= AIM OF THE TASK =
Count the lines in the records below that contain the string "stack". Case matters, so give only the number.

::: MATERIAL TO PROCESS :::

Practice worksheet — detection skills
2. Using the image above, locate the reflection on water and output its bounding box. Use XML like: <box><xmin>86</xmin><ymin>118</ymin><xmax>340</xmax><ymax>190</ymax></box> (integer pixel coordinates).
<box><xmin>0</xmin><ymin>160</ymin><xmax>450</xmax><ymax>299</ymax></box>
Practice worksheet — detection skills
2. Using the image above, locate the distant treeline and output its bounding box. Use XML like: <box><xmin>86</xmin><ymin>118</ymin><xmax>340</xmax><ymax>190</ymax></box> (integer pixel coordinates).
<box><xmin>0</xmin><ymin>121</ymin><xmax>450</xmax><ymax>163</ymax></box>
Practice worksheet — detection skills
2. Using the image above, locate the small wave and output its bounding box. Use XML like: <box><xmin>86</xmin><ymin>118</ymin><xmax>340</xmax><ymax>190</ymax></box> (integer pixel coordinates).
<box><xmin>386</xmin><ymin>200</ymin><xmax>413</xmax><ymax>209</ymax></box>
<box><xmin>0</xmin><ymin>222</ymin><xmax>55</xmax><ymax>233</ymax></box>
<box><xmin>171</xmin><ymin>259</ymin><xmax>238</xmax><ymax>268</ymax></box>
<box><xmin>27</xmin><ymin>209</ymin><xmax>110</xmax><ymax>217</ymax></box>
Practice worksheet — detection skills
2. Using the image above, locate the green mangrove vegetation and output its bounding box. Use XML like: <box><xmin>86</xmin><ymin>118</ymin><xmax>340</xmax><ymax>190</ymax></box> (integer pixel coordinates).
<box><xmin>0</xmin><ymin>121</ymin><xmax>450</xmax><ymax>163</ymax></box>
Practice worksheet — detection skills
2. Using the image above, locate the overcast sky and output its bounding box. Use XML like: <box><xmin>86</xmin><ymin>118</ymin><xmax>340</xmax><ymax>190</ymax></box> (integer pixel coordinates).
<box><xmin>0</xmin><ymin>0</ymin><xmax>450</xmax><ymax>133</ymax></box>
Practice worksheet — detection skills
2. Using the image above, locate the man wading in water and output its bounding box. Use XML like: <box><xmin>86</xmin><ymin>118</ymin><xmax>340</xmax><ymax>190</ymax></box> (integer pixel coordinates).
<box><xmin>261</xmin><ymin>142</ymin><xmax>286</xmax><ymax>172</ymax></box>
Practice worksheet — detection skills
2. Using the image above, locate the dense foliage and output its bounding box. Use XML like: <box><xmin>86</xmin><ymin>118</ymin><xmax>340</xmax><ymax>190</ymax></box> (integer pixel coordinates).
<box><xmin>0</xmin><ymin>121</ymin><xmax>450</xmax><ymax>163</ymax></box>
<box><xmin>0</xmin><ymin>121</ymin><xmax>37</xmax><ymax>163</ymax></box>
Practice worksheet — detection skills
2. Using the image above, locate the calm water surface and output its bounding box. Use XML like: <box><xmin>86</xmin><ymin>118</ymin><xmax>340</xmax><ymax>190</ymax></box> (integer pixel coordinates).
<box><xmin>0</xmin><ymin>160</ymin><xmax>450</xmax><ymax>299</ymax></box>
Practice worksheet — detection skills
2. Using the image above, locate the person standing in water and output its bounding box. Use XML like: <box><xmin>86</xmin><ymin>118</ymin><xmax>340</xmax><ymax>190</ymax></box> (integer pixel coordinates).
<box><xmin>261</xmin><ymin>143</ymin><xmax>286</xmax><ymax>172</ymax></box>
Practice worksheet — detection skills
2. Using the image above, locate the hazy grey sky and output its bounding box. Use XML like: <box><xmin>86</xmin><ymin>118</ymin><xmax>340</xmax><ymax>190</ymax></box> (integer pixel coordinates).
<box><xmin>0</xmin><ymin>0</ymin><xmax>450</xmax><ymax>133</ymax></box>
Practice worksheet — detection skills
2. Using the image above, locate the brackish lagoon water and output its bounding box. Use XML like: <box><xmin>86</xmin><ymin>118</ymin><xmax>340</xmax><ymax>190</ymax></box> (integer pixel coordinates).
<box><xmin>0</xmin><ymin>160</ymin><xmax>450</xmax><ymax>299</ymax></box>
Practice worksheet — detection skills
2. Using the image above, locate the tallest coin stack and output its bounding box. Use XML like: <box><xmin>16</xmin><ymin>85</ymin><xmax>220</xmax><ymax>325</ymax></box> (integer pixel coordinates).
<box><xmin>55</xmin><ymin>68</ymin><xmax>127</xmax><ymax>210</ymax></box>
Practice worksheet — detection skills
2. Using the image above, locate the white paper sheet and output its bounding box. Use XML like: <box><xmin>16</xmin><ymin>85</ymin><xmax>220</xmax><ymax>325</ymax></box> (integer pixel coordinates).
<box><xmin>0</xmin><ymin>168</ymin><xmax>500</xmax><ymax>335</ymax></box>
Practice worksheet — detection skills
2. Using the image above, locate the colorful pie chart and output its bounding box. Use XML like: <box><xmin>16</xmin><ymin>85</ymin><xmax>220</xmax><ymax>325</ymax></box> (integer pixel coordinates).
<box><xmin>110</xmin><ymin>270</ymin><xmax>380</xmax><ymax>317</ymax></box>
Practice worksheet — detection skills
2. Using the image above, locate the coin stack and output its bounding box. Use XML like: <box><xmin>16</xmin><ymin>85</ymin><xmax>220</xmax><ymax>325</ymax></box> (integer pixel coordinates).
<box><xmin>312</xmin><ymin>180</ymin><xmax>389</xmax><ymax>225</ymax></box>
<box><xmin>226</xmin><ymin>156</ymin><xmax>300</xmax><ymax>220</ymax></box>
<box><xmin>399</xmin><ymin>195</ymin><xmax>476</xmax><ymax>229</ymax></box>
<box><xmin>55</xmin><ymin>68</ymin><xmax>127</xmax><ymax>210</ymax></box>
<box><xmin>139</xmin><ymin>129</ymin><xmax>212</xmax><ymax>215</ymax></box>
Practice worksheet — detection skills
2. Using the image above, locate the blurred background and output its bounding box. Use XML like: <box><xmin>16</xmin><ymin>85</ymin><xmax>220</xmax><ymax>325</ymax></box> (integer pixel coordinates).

:::

= TASK SOLUTION =
2